* [Written task]:
Copy the material below word for word, line by line, and leave the pictures out of your copy.

* [Provided records]:
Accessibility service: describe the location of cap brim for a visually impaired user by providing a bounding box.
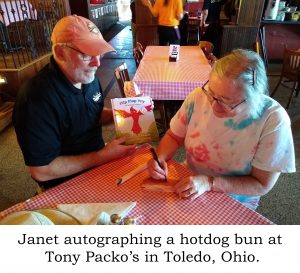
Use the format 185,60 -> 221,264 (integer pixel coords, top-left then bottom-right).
73,39 -> 116,56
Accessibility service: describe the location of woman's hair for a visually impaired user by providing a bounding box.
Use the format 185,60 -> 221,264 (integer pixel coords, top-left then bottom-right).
211,49 -> 269,118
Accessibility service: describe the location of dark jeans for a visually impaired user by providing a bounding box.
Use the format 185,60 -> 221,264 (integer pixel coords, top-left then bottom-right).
157,26 -> 180,46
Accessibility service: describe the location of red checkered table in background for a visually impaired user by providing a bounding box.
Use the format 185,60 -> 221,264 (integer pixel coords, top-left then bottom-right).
0,147 -> 272,225
133,46 -> 211,100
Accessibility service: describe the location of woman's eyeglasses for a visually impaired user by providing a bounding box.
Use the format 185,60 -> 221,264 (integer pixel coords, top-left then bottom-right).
64,44 -> 93,62
201,81 -> 246,112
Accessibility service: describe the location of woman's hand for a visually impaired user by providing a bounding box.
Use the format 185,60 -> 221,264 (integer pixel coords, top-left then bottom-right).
174,175 -> 212,200
147,156 -> 168,180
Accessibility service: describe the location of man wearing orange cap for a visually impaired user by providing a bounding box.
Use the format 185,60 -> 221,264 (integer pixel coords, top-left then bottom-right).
13,15 -> 135,189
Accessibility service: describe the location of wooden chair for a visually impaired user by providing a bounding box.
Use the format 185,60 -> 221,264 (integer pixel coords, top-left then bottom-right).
199,41 -> 217,66
133,42 -> 144,67
271,47 -> 300,109
187,18 -> 201,45
114,63 -> 130,98
199,41 -> 214,56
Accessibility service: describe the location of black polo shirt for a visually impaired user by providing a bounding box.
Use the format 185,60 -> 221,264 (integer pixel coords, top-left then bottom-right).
13,58 -> 104,187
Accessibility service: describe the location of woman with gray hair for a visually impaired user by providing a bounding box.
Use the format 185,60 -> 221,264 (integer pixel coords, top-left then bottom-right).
148,49 -> 295,209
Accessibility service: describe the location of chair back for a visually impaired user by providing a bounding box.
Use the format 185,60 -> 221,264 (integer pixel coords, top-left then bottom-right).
114,63 -> 130,98
281,47 -> 300,81
133,42 -> 144,67
187,18 -> 201,45
199,41 -> 214,56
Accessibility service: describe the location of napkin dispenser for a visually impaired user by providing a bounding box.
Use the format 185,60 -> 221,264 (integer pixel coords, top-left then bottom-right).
169,45 -> 180,62
169,54 -> 178,62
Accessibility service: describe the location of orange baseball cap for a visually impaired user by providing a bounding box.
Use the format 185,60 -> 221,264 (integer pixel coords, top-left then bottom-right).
51,15 -> 116,56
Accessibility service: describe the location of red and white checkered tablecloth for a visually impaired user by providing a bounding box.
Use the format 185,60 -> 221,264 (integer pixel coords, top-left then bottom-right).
0,148 -> 272,225
133,46 -> 211,100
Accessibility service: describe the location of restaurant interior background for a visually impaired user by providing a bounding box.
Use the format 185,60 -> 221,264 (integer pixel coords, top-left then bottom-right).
0,0 -> 300,224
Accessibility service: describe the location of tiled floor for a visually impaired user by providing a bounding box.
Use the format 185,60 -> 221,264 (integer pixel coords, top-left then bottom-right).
0,22 -> 300,224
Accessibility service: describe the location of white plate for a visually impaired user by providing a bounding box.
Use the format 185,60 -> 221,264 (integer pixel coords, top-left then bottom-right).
34,208 -> 81,225
0,211 -> 54,225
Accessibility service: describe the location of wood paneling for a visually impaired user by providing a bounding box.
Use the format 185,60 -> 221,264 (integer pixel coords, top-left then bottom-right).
0,53 -> 52,97
220,25 -> 258,56
236,0 -> 265,27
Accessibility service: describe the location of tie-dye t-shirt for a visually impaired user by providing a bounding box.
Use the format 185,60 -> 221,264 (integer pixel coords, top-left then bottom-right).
170,88 -> 295,209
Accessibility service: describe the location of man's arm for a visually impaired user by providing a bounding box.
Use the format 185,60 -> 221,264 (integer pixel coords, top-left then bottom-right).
29,138 -> 136,182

* [Task output]:
Accessibility service: describe the location of cap brim for a visually impaired user by providing a bounding box.
Use the format 185,60 -> 221,264 (integer pixel coords, top-left then bottom-right).
73,39 -> 116,56
Accessibility service: describe the location of woman's hair for a visually impaired user by providing a bounding box.
Use the format 185,60 -> 221,264 (integer pixel coords, top-left then bottom-right).
211,49 -> 269,118
Accessibility service: describe the location of dark jeans for a visually impaired user by providing a bounding box.
Use the format 185,60 -> 221,264 (integer pixel coords, top-left then bottom-right).
157,26 -> 180,46
Accessibility service: describe the location of red checkered table in background for a visually impaired user by providing a bounding box.
Use the format 185,60 -> 221,264 (integer pixel coords, top-left then bottom-right).
0,147 -> 272,225
133,46 -> 211,100
Accessibility service: describe the location of woman's eyeglasses for a visually impaired user by providing a bounding box.
Use the format 185,60 -> 221,264 (integer pixel coords, top-left then bottom-right).
64,44 -> 93,62
201,81 -> 246,112
Accessibility service: describe the location of woman's hand for a visually impaired user by providing a bounding box.
Use the format 185,60 -> 221,264 (integer pixel coords, top-left then bottom-right).
174,175 -> 212,200
147,156 -> 168,180
Accessibility service: describe the location of man wearing orange cap for a visually impaired user by providing a bounding box.
Use the format 185,60 -> 221,264 (integer pixel coords, top-left then bottom-right).
13,15 -> 135,189
Accessibility service: describe the location of wooden chair for a visually impaired user by providing a bounding box.
Use the format 185,60 -> 221,264 (integer pixel coords, top-left then bottom-right).
199,41 -> 217,66
133,42 -> 144,67
271,47 -> 300,109
187,18 -> 201,45
114,63 -> 130,98
199,41 -> 214,56
Accessibility service: describe the location of black polo shirt for a visually impaired user by providing a bounding box.
Use the format 185,60 -> 221,264 (integer pixel coords, top-left then bottom-right).
13,58 -> 104,187
Accessibility service: describe the location of woman with gray hair for a visually impaired user by providing a bounding box.
Use the format 185,60 -> 221,264 (integer pixel coords, top-left then bottom-right).
148,49 -> 295,209
Accessibility service: describe the location of chair back for a visually impaired user by providing a bounding box.
Use the format 185,60 -> 221,264 (integer pixel coords, top-left then bottom-right).
114,63 -> 130,98
281,47 -> 300,81
133,42 -> 144,67
187,18 -> 201,45
199,41 -> 214,56
Accessibility service: describe the location of napkin dispenser for a visually impaired user by providing a bounding box.
Use the format 185,60 -> 221,264 (integer pixel coords, top-left then bottom-right).
169,45 -> 180,62
169,54 -> 178,62
Accessibility service: describe the location of orange baseball cap for a visually impaired user by providing a bounding box.
Use the format 185,60 -> 221,264 (integer pixel coords, top-left then bottom-right).
51,15 -> 116,56
Accessibility service: describe the location of red and white checkered tablecloth for a visually impaired user by providing a bounding box.
Use the format 185,60 -> 221,264 (integer pixel coords, top-left then bottom-right).
0,148 -> 272,225
133,46 -> 211,100
Accessibility service: describe the location of restaurant interior background for a visually impaired user by providing a bounding box.
Use the format 185,60 -> 221,264 (integer pixel coords, top-left then bottom-right).
0,0 -> 300,224
Accessibility service: describe the location of tiled floor for a visually impaired user by providing a bounding box.
Use the format 185,60 -> 221,264 (integer pixel coords, top-left then bottom-right).
0,22 -> 300,224
Accessibility service: describe the location of white plate for a visually impaired user by providing a bounding box.
Use the format 185,60 -> 221,264 (integer pixel coords, top-left then bottom-right).
34,208 -> 81,225
0,211 -> 54,225
Accessibility service: describe the location of wood paneling for a visually impaired user by providing a bounding box.
Use the format 185,60 -> 221,264 (integer pixel coords, top-left then bottom-right).
0,53 -> 52,97
220,25 -> 258,56
236,0 -> 265,27
Accessibility service: describe the location of tie-dye t-shirt for a visually impaired user by providing a bounding box.
Use the format 185,60 -> 221,264 (integer pixel coords, top-left then bottom-right).
170,88 -> 295,209
Accessibility service: describe the location of man's arm for a visually impaired user by providing a bounding box.
Use the format 185,60 -> 221,264 (integer pixel coords, top-left then bottom-right).
29,138 -> 136,182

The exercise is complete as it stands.